▸ GIVEN PASSAGE
- - -

RFR (M) 8222074: Enhance auto vectorization for x86

Tue Apr 9 19:33:51 UTC 2019

Hi Sandhya,

I looked through changes and had discussion with Vladimir Ivanov about them.
In general logic of changes follow out usual pattern - no problem here.

There are cases where we can use less `TEMP tmp` registers by using 'dst' register like in 
mul4B_reg(). Is it intentional to not use 'dst' there?

But my main concern now is JVM size significant grow. And it will be worse when we implementing the 
rest of Vector API instructions.

The main reason for size grow is additional AD instructions which are compiled by APLC into multiply 
functions. I originally thought that moving 'ins_encode %{ %}' code which have several instructions 
into macro-assembler will help if it is used by several AD instructions. But Vladimir I. convinced 
me that it will be insignificant comparing to reducing number of AD instructions.

We came up with several suggestion how we can address it and it will greatly help if you (Intel) 
investigate them.

1. I think you should provide JVM size increase data for changes like this. What is increase for 
this one?

2. How is important for Intel to support new vector instructions for CPU without AVX? May be we 
should stop new code for old CPUs such as vsll16B_reg, for exaxmple. It does not mean we can't use 
SSE instructions in implementation (for example, vabs8B_reg) - such cases are fine.

3. I still want to see some common instructions pattern in 'ins_encode %{ %}' be moved into 
macro-assembler. For example, the only difference between vs*_reg and vs*_reg_imm is one or 2 
instructions, the rest is the same.

- - -

▸ WRITTEN PROBLEM 1
Do these statements agree with the vectorization review message? (a) The writer's main concern is a significant increase in JVM size. (b) The writer says SSE instructions must not be used in any implementation. (c) Vladimir Ivanov convinced the writer that moving code into the macro-assembler would matter more than reducing the number of AD instructions. Answer each with yes or no and quote the deciding words.
▸ WRITTEN PROBLEM 2
Collect every line of the records that contains the string "trash", treating case as significant.

(Stored data)
- - -

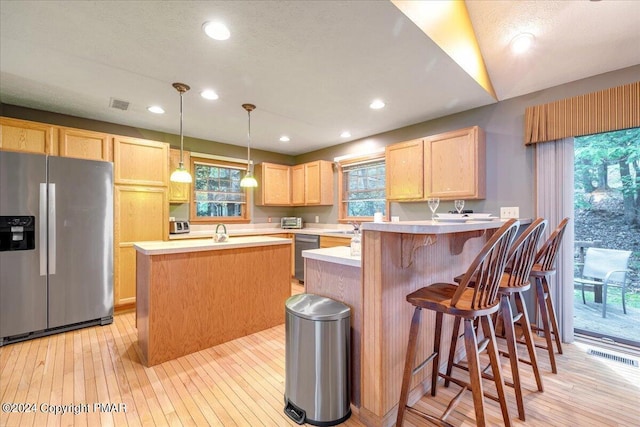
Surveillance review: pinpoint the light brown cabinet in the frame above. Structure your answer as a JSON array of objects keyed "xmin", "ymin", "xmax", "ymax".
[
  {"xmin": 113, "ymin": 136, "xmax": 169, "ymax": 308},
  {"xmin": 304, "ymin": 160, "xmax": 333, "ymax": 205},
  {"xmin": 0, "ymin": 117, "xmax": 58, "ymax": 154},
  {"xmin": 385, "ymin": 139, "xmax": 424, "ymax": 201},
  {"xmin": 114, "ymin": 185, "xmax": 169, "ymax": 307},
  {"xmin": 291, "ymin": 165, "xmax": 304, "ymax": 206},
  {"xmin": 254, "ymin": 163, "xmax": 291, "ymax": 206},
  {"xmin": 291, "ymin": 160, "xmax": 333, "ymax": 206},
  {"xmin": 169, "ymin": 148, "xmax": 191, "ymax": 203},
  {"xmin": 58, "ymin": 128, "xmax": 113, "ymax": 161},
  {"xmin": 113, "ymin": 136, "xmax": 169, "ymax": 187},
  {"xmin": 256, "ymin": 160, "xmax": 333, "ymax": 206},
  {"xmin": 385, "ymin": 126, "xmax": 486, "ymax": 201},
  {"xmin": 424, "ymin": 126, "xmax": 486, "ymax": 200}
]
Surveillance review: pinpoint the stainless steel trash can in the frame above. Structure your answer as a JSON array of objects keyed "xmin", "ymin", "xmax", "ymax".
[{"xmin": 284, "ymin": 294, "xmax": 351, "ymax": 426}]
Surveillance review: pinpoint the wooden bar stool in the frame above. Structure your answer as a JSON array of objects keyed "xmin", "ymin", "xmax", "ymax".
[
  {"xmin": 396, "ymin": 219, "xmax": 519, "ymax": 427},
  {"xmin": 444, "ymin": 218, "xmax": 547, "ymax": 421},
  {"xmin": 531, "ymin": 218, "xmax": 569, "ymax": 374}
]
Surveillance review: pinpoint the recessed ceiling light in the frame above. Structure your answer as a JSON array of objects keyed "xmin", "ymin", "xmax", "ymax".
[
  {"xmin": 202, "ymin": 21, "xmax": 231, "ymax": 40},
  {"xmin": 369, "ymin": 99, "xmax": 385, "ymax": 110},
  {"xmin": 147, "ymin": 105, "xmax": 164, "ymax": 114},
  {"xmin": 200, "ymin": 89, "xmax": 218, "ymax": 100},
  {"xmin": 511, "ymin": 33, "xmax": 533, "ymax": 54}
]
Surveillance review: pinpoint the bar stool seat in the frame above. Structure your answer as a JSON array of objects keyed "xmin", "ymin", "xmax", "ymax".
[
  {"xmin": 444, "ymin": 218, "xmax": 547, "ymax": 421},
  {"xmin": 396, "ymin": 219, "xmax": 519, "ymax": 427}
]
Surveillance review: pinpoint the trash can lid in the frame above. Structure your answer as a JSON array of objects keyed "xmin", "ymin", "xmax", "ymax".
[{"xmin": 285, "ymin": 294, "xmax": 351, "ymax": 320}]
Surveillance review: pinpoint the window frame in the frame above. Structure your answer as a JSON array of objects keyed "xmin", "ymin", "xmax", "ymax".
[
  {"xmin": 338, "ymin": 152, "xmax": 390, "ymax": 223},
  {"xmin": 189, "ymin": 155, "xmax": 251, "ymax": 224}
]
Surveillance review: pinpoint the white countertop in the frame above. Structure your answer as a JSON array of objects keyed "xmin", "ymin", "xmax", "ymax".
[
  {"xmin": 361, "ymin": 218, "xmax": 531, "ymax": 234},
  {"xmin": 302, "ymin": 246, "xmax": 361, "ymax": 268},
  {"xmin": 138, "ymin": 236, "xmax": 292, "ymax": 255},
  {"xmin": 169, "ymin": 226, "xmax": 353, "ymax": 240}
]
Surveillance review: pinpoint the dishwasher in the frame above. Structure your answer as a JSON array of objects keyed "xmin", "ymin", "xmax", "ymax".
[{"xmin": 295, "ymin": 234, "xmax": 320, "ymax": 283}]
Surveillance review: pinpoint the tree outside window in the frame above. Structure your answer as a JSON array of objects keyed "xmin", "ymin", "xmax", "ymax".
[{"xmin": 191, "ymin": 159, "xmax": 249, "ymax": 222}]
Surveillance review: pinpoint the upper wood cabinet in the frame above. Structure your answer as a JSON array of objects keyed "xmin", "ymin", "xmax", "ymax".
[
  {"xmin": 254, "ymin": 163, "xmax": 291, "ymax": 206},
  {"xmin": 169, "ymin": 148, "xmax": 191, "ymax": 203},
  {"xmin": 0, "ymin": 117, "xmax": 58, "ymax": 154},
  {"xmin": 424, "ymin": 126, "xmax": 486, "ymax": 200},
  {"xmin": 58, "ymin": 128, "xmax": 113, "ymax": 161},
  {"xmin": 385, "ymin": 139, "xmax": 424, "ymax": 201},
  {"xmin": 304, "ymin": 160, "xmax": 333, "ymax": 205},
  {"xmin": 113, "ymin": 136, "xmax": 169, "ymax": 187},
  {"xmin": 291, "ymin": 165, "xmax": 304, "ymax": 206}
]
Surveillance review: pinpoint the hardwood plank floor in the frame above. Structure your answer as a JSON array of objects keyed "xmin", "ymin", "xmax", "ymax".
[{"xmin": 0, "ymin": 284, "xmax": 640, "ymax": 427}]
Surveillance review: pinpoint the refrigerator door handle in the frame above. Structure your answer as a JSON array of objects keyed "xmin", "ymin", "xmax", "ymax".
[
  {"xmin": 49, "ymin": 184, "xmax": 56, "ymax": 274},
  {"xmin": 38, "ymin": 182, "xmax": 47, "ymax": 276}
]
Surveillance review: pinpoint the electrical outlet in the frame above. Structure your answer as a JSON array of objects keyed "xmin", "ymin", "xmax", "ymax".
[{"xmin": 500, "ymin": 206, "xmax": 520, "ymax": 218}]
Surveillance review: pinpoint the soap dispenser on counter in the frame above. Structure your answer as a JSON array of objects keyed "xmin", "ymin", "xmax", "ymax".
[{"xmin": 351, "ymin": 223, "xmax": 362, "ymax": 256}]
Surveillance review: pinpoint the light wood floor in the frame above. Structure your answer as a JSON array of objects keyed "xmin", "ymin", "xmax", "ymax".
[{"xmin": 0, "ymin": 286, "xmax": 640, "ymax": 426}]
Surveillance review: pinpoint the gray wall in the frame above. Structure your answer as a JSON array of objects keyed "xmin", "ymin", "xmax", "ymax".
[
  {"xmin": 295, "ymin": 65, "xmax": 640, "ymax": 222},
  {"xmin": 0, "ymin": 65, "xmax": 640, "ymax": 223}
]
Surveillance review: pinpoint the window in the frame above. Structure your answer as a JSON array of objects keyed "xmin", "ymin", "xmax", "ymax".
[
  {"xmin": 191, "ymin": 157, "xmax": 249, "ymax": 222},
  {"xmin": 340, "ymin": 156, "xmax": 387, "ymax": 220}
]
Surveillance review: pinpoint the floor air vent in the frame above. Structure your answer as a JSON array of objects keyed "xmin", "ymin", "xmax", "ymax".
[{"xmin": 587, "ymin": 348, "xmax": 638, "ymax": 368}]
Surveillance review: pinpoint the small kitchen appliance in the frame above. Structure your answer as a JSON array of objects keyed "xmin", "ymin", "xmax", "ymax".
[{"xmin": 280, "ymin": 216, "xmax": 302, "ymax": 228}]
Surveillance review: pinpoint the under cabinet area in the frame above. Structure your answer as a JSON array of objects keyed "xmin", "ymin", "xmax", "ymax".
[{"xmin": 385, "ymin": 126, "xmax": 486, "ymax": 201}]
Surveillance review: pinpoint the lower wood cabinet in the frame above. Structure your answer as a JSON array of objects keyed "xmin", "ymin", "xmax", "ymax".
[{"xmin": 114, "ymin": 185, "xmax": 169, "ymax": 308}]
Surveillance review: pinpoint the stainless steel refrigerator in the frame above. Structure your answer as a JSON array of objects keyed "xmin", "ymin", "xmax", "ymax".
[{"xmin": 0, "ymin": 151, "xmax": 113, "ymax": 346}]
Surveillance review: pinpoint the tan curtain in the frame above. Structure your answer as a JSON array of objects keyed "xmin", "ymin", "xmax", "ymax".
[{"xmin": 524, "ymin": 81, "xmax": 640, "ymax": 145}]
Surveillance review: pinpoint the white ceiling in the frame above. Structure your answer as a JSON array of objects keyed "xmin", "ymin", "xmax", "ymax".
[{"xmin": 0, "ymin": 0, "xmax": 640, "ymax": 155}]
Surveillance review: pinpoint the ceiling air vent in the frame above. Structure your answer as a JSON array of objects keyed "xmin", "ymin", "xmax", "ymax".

- - -

▸ WRITTEN ANSWER 1
(a) Yes: "But my main concern now is JVM size significant grow."
(b) No: "It does not mean we can't use SSE instructions in implementation (for example, vabs8B_reg) - such cases are fine."
(c) No: "But Vladimir I. convinced me that it will be insignificant comparing to reducing number of AD instructions."

▸ WRITTEN ANSWER 2
Surveillance review: pinpoint the stainless steel trash can in the frame above. Structure your answer as a JSON array of objects keyed "xmin", "ymin", "xmax", "ymax".
Surveillance review: pinpoint the trash can lid in the frame above. Structure your answer as a JSON array of objects keyed "xmin", "ymin", "xmax", "ymax".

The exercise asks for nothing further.